Goal:
Could you repeat, word for word, the passage of the Lemon monitoring page starting at "Table of Contents" and ending at "various machine types."?

Text segment:
Table of Contents
Lemon description
Lemon is a monitoring system developed at CERN. On monitored machines, agents execute sensors to measure the state of different services according to metrics. Exceptions can also be defined which are raised when the set of conditions they define are met. Metrics and exceptions are fed back to a central Lemon server, and stored, either in flat-files or an Oracle database. A web interface allows users to browse the status of machines, and to perform simple analysis tasks such as correlating different metrics or viewing the distribution of values across a set of machines.
Agent configuration
The machine-types/base
includes some basic Lemon sensors. Additional sensors and exceptions are added in the various machine types.
To enable Lemon monitoring on a node, set
variable LEMON_CONFIGURE_AGENT = true;
There are also a number of site-specific variables that need to be set:
## Name of the lemon server variable LEMON_SERVER_HOSTNAME = undef; ## Set the email address for receiving the exception notifications variable LEMON_ALARM_MAIL = undef;
Additional variables (which have defaults) can be customised if necessary:
## The port to contact the lemon server variable LEMON_CLIENT_PORT ?= 12409; ## The transport protocol used (UDP or TCP) variable LEMON_TRANSPORT_PROTOCOL ?= 'UDP';
Advanced configuration
Adding extra metrics
Extra sensors, metrics, and exceptions may be added to a particular node or node type. There is a large set available in the QWG Lemon directory (sub-directories metric, sensor, exception). For example, to add monitoring for the service myservice
you would do:
include monitoring/lemon/sensor/myservice; include monitoring/lemon/metric/myservice; include monitoring/lemon/exception/myservice;
NB some of the metrics require additional RPM(s) to be installed on monitored machines. For example, the fio
sensor, which includes monitoring of Quattor services, requires the installation of lemon-sensor-fio
which depends on perl-Time-HiRes
. These RPMs and dependencies are not currently automatically included in QWG -- this should be done.
More than one lemon server
The default setup assumes a single lemon server (variable LEMON_SERVER_HOSTNAME
).
If you want to add multiple servers, you need to add a new one to /system/monitoring/transport
(see monitoring/lemon/client/base/config
for an example).
Server configuration
The lemon server consists of an information collector and the web interface (called LRF). Lemon supports 2 main types of information storage: flat files or an Oracle database. Currently only Oracle storage is supported in QWG. However, for those without access to an Oracle installation, we provide instructions for setting up the free Oracle XE database.

Items from a dataset:
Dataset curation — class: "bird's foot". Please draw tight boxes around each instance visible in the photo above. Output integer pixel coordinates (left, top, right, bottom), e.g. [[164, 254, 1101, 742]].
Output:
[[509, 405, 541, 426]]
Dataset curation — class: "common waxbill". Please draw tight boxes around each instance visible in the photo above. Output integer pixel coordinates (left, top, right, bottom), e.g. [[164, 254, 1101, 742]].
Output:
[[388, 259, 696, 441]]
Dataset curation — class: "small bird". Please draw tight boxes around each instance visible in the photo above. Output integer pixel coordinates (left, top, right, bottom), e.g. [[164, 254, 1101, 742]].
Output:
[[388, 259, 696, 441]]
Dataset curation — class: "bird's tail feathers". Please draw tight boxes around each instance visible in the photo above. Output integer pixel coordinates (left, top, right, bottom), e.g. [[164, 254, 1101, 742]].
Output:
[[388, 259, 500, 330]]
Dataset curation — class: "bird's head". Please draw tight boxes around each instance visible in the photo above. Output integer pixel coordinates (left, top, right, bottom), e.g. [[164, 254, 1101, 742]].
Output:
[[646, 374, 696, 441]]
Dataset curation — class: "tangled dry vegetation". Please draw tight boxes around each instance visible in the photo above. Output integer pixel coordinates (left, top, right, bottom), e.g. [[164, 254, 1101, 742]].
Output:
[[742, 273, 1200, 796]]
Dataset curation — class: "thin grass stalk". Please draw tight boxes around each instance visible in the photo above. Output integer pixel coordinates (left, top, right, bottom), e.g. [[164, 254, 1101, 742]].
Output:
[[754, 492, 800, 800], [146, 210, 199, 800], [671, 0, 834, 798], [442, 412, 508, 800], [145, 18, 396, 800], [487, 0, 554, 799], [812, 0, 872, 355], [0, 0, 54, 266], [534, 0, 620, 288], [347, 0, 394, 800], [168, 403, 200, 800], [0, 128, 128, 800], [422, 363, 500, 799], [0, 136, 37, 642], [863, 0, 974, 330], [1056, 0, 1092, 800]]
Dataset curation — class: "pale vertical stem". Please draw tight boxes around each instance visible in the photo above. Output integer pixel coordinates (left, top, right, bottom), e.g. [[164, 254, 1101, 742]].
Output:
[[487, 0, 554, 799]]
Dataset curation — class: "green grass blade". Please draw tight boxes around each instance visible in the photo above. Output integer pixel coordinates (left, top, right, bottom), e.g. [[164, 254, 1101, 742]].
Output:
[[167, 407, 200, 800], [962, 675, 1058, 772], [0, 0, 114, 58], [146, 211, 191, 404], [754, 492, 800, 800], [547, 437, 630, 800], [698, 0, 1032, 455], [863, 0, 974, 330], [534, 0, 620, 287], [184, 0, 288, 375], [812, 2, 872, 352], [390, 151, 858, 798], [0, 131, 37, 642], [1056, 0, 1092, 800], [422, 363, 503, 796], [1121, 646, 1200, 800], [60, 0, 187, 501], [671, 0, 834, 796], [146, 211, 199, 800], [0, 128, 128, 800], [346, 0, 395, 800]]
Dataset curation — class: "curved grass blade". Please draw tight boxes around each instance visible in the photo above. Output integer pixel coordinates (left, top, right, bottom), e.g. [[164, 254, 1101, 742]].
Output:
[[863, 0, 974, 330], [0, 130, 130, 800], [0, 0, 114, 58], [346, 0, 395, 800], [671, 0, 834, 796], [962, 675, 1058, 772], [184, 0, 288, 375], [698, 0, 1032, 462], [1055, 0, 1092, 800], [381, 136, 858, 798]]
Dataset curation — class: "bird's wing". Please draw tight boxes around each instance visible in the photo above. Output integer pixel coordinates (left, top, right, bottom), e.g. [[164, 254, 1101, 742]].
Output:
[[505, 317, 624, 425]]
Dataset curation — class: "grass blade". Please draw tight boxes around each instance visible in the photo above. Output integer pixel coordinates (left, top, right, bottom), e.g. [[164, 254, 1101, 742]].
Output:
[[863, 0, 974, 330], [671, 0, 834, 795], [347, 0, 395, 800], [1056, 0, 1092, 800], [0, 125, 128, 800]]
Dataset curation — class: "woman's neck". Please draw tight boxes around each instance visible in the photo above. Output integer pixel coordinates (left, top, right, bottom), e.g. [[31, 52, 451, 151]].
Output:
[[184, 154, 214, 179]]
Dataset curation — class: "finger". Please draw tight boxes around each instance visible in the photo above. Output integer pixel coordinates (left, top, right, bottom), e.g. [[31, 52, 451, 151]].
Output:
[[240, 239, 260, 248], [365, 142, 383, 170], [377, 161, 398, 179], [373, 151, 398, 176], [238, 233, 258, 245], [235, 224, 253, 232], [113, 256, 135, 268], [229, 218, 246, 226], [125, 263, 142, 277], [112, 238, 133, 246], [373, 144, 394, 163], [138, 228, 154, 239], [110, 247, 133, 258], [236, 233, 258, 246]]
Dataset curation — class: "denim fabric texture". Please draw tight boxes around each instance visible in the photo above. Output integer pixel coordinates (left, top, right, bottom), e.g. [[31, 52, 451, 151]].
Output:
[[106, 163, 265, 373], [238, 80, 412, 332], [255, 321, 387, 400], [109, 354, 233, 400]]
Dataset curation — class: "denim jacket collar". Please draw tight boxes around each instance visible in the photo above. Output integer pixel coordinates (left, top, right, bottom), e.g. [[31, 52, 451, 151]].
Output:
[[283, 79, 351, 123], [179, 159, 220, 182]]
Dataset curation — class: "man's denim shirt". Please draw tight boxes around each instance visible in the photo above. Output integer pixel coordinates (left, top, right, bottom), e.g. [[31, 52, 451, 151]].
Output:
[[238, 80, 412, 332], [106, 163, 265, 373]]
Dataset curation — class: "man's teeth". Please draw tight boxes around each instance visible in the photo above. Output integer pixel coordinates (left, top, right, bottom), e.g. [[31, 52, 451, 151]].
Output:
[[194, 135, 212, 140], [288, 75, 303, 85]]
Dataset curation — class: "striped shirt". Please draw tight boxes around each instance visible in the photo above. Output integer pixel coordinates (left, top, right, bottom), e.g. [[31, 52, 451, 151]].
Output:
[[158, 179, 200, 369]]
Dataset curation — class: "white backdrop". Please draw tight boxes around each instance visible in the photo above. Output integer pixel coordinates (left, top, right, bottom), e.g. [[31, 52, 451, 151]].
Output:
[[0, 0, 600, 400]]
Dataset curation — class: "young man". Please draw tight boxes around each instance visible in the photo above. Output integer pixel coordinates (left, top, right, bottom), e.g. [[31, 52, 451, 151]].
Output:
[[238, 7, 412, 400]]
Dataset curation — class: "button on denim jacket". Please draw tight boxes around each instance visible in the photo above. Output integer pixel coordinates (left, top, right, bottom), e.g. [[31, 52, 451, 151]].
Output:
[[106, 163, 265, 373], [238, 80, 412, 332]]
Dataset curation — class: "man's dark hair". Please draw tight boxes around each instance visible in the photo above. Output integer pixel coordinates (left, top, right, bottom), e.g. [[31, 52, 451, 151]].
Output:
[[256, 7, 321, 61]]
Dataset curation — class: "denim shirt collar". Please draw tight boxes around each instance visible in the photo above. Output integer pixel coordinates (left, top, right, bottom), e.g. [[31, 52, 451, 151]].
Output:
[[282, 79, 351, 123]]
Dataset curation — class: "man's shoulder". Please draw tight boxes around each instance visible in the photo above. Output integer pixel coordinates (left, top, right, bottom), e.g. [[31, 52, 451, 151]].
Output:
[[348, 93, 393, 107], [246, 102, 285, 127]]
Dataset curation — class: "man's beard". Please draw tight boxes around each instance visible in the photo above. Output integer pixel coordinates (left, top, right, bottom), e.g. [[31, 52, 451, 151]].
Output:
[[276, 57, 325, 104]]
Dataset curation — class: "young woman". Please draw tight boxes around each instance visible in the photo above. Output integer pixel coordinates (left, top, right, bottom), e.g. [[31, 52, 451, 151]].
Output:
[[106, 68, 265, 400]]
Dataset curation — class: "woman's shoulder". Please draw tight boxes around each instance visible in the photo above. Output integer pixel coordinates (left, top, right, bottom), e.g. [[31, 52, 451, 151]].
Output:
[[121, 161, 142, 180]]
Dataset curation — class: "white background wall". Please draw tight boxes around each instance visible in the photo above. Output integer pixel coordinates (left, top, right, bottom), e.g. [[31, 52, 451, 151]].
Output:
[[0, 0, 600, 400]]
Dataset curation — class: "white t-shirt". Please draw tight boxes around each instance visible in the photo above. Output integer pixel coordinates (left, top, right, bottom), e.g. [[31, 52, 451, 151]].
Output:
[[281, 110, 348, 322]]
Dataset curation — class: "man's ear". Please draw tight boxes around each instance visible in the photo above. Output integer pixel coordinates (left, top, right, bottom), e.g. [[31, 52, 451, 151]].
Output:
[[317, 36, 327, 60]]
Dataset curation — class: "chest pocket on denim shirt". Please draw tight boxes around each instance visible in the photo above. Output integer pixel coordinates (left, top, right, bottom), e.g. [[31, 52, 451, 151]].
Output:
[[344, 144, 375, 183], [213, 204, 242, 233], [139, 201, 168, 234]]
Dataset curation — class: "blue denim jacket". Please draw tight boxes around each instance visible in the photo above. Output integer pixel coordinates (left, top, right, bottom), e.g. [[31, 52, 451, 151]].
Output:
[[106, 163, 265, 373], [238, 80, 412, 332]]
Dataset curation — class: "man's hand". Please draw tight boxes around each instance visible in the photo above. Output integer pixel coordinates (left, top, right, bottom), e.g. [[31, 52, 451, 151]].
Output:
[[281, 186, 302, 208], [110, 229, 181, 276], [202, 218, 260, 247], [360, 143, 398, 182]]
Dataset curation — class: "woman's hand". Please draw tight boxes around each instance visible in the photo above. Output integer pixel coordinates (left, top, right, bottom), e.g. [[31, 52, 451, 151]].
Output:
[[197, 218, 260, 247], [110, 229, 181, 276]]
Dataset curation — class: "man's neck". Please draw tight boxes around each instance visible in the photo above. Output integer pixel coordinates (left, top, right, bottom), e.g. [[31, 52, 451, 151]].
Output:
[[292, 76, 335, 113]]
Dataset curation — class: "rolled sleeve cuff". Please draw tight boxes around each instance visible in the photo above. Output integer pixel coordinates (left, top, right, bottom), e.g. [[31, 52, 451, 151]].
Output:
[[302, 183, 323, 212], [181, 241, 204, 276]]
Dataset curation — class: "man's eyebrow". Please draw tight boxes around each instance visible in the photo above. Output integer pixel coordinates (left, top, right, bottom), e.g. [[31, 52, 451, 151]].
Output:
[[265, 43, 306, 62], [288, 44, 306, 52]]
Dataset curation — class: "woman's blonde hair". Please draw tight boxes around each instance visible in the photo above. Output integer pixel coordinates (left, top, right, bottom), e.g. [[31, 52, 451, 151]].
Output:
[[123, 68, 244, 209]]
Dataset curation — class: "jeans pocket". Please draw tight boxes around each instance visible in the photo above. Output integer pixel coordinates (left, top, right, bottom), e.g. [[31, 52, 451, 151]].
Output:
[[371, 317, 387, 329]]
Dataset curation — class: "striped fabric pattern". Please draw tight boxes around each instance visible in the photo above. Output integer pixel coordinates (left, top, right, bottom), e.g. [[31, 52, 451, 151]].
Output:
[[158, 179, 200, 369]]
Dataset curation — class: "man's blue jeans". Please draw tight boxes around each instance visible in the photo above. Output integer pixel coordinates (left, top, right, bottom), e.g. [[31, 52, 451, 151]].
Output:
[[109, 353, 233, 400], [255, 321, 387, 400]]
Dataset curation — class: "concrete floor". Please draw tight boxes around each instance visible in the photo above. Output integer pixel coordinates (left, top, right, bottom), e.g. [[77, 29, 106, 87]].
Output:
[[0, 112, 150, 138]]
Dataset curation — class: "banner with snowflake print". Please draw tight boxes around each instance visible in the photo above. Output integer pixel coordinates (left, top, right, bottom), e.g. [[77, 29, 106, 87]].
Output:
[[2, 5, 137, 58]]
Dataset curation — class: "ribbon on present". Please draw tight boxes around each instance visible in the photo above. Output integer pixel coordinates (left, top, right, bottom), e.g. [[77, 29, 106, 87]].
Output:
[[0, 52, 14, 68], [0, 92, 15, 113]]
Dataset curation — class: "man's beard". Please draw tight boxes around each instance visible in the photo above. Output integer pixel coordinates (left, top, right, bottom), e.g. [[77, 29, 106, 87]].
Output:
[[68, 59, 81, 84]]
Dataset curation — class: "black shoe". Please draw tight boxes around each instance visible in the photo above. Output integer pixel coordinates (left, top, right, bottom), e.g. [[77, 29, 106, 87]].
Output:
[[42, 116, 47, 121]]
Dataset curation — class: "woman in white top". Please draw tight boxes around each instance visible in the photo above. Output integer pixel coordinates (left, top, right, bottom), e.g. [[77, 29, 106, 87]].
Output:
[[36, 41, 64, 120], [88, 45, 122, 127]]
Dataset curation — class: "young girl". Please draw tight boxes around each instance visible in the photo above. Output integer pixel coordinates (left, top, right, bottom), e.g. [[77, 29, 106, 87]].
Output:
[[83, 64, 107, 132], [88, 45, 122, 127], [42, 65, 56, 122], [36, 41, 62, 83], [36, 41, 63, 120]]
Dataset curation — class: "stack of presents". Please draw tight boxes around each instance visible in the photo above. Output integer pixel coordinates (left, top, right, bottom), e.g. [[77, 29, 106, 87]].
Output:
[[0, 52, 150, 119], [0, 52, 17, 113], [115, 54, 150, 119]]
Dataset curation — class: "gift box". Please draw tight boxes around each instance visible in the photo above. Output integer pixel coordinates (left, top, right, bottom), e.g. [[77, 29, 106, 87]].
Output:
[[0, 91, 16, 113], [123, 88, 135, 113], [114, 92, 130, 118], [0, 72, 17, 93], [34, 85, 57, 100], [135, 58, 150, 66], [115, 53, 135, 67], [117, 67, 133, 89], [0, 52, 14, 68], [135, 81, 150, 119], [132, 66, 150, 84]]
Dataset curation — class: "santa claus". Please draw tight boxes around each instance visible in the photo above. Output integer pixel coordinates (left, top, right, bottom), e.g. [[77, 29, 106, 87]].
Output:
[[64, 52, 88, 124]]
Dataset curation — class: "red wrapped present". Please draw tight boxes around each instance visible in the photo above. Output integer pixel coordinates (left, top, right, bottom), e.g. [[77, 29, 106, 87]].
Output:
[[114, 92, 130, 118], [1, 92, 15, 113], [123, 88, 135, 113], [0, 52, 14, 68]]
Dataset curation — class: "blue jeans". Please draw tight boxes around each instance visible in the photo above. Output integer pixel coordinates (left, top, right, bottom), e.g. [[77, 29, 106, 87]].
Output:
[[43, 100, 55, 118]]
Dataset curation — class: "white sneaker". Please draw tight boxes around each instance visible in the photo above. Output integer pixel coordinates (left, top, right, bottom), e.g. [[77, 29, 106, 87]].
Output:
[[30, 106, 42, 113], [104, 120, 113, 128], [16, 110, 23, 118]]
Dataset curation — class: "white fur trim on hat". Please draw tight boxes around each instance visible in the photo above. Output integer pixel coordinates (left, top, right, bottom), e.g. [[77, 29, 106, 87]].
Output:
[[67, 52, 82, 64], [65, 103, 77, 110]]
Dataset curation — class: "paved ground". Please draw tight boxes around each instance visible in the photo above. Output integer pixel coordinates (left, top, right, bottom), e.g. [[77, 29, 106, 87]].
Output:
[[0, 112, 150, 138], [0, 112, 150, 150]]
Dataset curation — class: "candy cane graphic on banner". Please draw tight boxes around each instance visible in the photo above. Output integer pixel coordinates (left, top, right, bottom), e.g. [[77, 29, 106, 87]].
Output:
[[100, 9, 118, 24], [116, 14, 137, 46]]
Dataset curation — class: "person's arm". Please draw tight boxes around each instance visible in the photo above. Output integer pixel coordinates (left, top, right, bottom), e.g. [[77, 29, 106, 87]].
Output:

Expected answer:
Table of Contents
Lemon description
Lemon is a monitoring system developed at CERN. On monitored machines, agents execute sensors to measure the state of different services according to metrics. Exceptions can also be defined which are raised when the set of conditions they define are met. Metrics and exceptions are fed back to a central Lemon server, and stored, either in flat-files or an Oracle database. A web interface allows users to browse the status of machines, and to perform simple analysis tasks such as correlating different metrics or viewing the distribution of values across a set of machines.
Agent configuration
The machine-types/base
includes some basic Lemon sensors. Additional sensors and exceptions are added in the various machine types.